# [任务要求]
请把这篇题解中从“typedef long long”到“#define lson (rt<<1)”的部分重写一遍，并将其中的“lson”替换为“ls”。

# [原文摘录]
··········

良心送分题(牛客挑战赛35E+虚树+最短路)

目录

题目链接

传送门

题意

给你一棵树,然后把这棵树复制\(k\)次,然后再添加\(m\)条边,然后给你起点和终点,问你起点到终点的最短路。

思路

由于将树复制\(k\)遍后结点个数高达\(10^{10}\)个,因此不能直接复制跑。

我们注意到\(m\leq 50000\),那么与这\(m\)条边有关的结点最多只有\(2m\)个(记作关键点),那么我们可以考虑把这些点抠出来跑最短路,不同版本之间的点的边由于题目给的\(m\)条边因此不同版本的两结点之间的距离就是\(1\),但是同一版本两结点之间的该怎么办呢?

直接暴力枚举同一版本中关键点之间的距离很容易退化到\(4m^2\),因此需要考虑其他的方法,这个时候就引入了虚树,将每个版本的树重构建虚树,虚树上的边的长度就是原树上这两点之间的最短距离。

虚树学习博客及模板可以看这篇博客:博客

最后我们把所有版本上的虚树上的边和题目给的\(m\)条边抠出来重新构成一张图,然后直接跑最短路就行。

代码

#include <set>
#include <map>
#include <deque>
#include <queue>
#include <stack>
#include <cmath>
#include <ctime>
#include <bitset>
#include <cstdio>
#include <string>
#include <vector>
#include <cassert>
#include <cstdlib>
#include <cstring>
#include <iostream>
#include <algorithm>
#include <unordered_map>
using namespace std;

typedef long long LL;
typedef pair<LL, LL> pLL;
typedef pair<LL, int> pLi;
typedef pair<int, LL> pil;;
typedef pair<int, int> pii;
typedef unsigned long long uLL;

#define fi first
#define se second
#define lson (rt<<1)
#define rson (rt<<1|1)
#define lowbit(x) x&(-x)
#define name2str(name) (#name)
#define bug printf("*********\n")
#define debug(x) cout<<#x"=["<<x<<"]" <<endl
#define FIN freopen("D://Code//in.txt","r",stdin)

··········

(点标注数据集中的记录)
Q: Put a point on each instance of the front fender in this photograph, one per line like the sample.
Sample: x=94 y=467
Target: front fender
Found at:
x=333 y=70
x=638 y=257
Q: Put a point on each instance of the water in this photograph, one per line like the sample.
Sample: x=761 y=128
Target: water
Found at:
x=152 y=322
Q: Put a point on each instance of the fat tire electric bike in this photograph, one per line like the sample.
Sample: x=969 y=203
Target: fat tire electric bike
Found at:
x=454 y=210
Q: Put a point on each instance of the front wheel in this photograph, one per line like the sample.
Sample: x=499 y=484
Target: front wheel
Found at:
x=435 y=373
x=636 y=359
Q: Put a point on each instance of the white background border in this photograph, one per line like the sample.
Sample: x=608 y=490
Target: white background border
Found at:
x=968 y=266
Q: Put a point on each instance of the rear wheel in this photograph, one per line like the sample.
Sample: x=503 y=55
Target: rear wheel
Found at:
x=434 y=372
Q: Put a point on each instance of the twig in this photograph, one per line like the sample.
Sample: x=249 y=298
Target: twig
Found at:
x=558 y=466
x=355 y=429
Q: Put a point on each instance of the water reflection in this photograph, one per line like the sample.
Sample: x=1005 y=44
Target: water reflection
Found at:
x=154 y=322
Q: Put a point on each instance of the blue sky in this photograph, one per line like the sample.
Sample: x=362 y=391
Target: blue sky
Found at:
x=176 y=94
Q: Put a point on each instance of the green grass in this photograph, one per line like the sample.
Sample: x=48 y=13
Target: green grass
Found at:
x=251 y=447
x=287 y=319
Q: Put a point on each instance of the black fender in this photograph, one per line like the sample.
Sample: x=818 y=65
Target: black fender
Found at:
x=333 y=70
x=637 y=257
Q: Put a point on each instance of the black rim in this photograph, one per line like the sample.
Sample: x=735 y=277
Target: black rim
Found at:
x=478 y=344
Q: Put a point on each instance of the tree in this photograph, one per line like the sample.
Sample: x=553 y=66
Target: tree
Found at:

··········

# [任务答案]
typedef long long LL;
typedef pair<LL, LL> pLL;
typedef pair<LL, int> pLi;
typedef pair<int, LL> pil;;
typedef pair<int, int> pii;
typedef unsigned long long uLL;

#define fi first
#define se second
#define ls (rt<<1)